:: WRITTEN EXERCISE ::
Copy out the items from the line containing "the form (259,329);" through the end of the items, requests included, multiplying every point coordinate in the answers by 2.15 and rounding to whole numbers with halves rounded up. Leave all numbers in the requests, including their format samples, unchanged.

A data block:
::::::

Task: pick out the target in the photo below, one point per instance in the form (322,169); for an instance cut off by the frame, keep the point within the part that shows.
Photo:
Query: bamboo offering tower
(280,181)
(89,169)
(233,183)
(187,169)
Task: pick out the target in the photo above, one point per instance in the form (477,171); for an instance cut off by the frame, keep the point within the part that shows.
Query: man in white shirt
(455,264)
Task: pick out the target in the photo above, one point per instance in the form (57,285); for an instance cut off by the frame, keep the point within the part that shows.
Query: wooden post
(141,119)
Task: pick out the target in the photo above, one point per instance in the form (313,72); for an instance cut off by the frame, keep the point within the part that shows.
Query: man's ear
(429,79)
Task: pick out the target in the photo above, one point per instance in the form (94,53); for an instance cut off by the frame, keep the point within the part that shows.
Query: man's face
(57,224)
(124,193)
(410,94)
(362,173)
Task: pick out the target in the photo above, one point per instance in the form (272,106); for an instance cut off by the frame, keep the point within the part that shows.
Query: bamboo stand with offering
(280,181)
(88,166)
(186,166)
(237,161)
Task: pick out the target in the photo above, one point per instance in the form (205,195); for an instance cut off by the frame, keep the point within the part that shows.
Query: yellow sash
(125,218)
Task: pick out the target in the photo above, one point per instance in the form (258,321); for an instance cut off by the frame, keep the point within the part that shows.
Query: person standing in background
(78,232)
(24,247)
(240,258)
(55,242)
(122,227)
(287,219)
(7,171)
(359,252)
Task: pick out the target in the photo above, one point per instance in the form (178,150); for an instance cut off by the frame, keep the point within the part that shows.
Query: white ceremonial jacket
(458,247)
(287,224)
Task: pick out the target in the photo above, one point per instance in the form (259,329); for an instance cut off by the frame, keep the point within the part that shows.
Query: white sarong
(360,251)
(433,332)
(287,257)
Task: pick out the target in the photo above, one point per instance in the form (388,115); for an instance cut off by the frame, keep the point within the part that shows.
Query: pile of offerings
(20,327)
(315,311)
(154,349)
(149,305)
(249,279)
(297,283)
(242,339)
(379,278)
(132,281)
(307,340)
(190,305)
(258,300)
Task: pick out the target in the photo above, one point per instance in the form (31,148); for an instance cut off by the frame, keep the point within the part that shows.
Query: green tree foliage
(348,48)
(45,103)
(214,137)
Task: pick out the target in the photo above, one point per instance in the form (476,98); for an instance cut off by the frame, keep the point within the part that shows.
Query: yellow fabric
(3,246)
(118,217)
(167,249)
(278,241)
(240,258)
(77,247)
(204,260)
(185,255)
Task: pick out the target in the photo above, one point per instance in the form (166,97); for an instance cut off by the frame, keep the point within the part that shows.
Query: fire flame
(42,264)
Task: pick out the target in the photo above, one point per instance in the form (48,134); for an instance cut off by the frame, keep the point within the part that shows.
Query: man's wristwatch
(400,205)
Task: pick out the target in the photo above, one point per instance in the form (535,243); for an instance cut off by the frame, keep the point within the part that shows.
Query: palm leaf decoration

::::::

:: TASK RESPONSE ::
Task: pick out the target in the photo above, one point per instance in the form (259,329); for an instance cut off by the frame, keep the point within the part that shows.
Query: white sarong
(774,540)
(931,714)
(617,553)
Task: pick out the target in the photo above, one point per instance in the form (388,115); for an instance cut off by the frame, keep the point within the part that shows.
Query: pile of offerings
(43,703)
(677,669)
(331,750)
(320,656)
(535,600)
(639,608)
(520,729)
(815,598)
(284,604)
(660,731)
(409,656)
(555,645)
Task: pick out the target in the photo above, one point per instance in the form (31,148); for an instance cut off by the frame, keep the point within the part that shows.
Query: green tree foliage
(748,103)
(97,221)
(460,295)
Task: pick out the target in the photo above, one point per instance in the form (476,98); for an instance cut off by the frame, keep the point within the part that shows.
Query: yellow fabric
(6,529)
(254,467)
(359,535)
(598,518)
(516,555)
(166,531)
(439,559)
(398,548)
Task: pick out the target in the photo above, one point per instance in the form (166,97); for an instance cut off by the frame, keep the point within the part that shows.
Query: fire flame
(90,568)
Task: pick out the target in the photo above, one point per instance in the form (48,134); for an instance cut off by the frame, keep the point within the part that shows.
Query: man's wristwatch
(860,441)
Task: pick out the target in the photo above, one point per instance in the form (535,243); for an instance cut off by the frame, keep the point within the part that shows.
Query: palm leaf decoration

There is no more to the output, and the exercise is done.